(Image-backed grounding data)
________________________

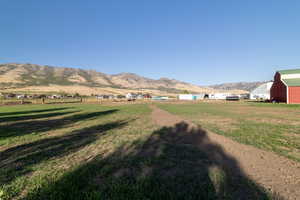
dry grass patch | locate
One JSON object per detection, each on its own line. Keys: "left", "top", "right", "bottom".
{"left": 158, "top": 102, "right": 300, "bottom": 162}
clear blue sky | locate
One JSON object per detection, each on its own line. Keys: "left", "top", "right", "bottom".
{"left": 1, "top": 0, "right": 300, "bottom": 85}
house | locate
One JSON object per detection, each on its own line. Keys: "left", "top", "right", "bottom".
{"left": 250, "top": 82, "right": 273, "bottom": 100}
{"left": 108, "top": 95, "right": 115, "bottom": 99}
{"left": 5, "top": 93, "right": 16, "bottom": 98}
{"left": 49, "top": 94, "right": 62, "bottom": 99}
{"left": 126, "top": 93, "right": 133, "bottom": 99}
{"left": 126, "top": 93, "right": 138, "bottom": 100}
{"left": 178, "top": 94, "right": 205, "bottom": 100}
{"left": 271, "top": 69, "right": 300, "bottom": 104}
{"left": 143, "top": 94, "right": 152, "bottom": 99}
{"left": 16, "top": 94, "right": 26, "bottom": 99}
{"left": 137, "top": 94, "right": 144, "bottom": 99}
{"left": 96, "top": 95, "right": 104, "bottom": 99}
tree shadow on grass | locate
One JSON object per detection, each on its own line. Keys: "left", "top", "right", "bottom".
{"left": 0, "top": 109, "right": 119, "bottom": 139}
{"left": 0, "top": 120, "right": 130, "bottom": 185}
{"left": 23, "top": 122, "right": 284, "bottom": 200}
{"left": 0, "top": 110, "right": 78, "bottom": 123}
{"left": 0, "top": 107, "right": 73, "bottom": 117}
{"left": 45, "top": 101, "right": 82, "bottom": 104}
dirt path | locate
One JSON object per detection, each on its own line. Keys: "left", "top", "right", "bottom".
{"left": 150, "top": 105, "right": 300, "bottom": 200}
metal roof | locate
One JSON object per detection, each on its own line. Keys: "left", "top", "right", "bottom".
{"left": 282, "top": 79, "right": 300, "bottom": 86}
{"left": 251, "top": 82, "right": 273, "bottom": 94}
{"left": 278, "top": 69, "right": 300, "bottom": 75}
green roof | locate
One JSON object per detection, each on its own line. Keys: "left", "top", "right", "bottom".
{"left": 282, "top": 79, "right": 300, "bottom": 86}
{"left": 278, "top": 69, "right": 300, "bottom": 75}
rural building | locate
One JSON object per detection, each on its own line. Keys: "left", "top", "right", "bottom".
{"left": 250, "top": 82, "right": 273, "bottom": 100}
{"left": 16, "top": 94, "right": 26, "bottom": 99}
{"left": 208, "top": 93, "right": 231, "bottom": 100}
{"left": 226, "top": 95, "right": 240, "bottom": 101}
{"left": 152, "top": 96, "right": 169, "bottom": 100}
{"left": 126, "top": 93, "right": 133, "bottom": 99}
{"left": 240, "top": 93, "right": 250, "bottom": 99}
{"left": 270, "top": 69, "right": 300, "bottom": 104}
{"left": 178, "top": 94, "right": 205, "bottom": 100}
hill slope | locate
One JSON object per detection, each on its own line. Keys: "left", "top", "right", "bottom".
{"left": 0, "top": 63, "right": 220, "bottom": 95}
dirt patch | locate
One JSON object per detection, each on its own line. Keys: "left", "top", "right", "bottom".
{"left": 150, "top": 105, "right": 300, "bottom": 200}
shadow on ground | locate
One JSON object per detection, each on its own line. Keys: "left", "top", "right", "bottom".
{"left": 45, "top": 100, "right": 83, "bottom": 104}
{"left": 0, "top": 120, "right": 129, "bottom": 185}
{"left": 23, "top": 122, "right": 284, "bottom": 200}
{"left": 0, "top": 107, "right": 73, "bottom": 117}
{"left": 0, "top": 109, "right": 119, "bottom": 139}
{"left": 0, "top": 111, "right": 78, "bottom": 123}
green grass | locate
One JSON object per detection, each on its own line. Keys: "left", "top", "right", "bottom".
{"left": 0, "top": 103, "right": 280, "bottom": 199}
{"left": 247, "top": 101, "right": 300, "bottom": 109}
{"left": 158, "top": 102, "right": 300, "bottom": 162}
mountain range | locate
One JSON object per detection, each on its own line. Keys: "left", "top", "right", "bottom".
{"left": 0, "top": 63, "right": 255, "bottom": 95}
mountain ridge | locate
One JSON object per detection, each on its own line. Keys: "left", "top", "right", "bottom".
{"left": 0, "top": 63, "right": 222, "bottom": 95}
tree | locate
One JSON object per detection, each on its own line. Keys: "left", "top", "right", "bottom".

________________________

▸ WORK REQUIRED
Go through the entries and report every line with the string "patch".

▸ RESULT OF THIS EXERCISE
dry grass patch | locate
dirt patch | locate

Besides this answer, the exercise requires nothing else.